» WRITTEN EXERCISE: From the records below, copy out each line that contains the word "metal".

» RECORD SET:
○ ○ ○ ○ ○ ○ ○
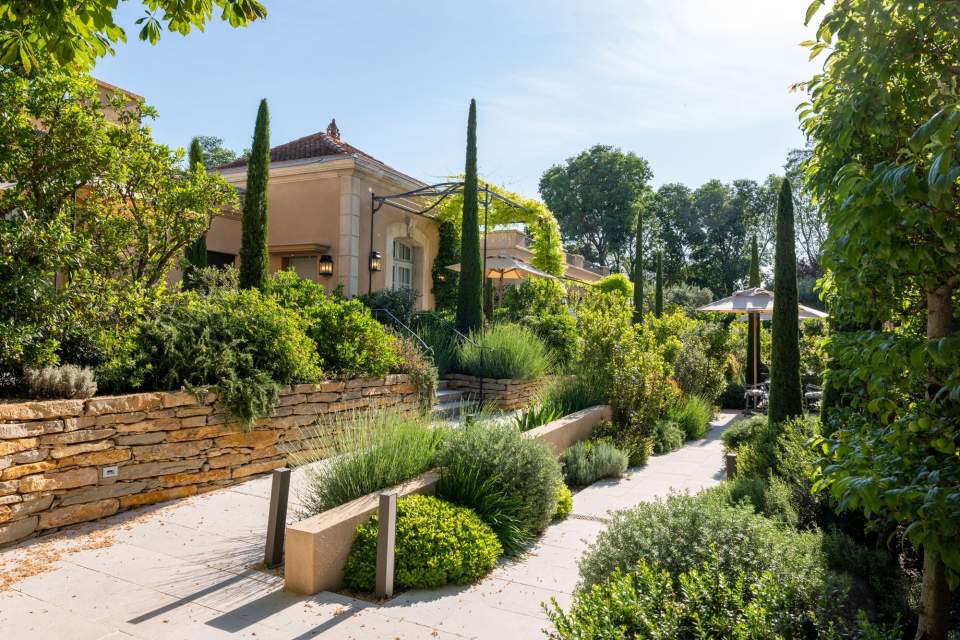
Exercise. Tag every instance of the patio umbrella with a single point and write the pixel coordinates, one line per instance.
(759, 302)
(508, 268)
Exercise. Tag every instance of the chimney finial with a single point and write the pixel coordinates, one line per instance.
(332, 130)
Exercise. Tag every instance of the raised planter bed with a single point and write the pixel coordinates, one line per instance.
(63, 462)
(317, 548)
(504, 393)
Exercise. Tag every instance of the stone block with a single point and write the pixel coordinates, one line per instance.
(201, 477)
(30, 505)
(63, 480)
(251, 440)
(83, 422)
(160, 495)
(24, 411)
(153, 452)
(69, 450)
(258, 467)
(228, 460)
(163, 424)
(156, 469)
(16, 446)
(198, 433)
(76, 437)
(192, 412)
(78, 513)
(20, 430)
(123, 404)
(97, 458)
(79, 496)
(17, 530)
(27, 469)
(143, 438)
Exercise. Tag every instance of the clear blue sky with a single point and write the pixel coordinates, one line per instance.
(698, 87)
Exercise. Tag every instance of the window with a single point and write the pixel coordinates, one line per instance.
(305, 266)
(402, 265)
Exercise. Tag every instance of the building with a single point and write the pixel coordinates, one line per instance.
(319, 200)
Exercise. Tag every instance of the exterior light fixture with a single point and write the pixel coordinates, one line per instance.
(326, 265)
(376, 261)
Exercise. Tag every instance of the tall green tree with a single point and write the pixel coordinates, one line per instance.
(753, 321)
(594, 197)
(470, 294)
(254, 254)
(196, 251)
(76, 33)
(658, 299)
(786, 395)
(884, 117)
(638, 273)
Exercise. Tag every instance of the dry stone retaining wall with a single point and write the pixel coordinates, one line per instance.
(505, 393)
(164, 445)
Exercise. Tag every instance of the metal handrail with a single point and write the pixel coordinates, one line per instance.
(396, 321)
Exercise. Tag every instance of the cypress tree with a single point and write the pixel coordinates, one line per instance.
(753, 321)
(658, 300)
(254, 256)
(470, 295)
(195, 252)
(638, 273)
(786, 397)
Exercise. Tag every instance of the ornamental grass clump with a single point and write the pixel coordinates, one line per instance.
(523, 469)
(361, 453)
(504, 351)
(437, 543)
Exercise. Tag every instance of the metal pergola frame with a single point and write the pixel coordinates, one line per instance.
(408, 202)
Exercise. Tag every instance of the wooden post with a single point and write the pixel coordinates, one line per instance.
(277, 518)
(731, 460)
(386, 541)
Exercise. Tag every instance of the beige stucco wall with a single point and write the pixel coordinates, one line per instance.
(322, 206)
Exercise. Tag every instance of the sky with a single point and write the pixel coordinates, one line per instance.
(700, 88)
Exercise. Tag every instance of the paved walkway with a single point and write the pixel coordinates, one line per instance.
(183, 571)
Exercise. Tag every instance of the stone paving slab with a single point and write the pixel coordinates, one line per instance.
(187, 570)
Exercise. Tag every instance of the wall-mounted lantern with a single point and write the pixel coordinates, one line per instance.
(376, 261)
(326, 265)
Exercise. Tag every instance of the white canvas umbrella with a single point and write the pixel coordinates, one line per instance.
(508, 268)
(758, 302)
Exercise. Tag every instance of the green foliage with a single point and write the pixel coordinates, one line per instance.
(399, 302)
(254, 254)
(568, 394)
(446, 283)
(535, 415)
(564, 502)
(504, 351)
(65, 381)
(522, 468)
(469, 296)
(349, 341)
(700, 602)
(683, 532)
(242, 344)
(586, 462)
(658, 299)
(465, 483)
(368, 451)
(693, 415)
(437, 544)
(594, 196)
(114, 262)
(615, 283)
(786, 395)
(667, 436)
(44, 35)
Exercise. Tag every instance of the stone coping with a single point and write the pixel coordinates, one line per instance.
○ ○ ○ ○ ○ ○ ○
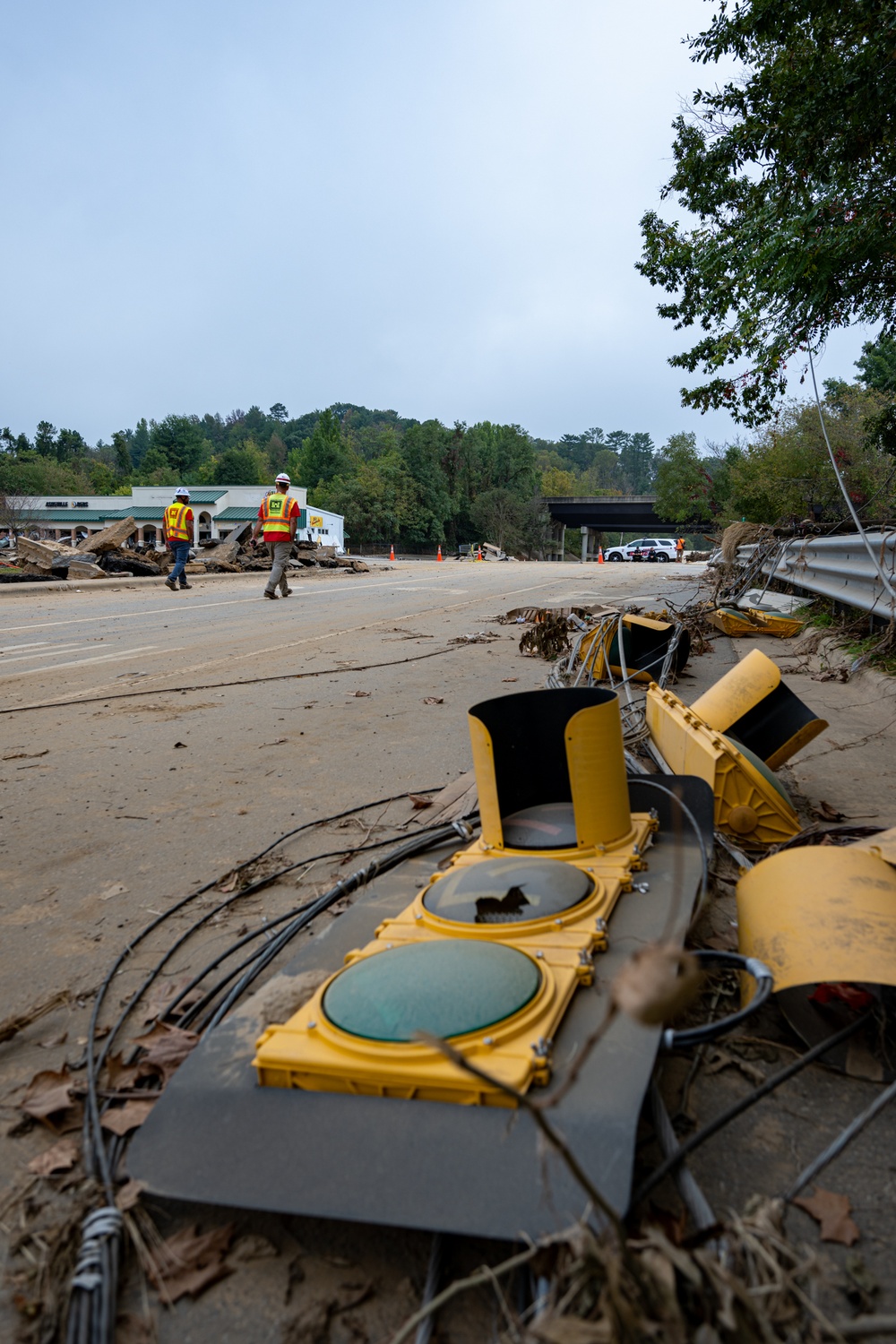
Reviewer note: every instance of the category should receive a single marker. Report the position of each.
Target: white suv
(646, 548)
○ ○ ○ ○ ○ ○ ○
» RESULT BELOW:
Exercise. Tag every instance of the metal handrail with a single point and write the pixel coordinates, one line per instance.
Exercise. Tag every instance of the metal pergola frame with a single point and write the pixel coordinates, one line per instance.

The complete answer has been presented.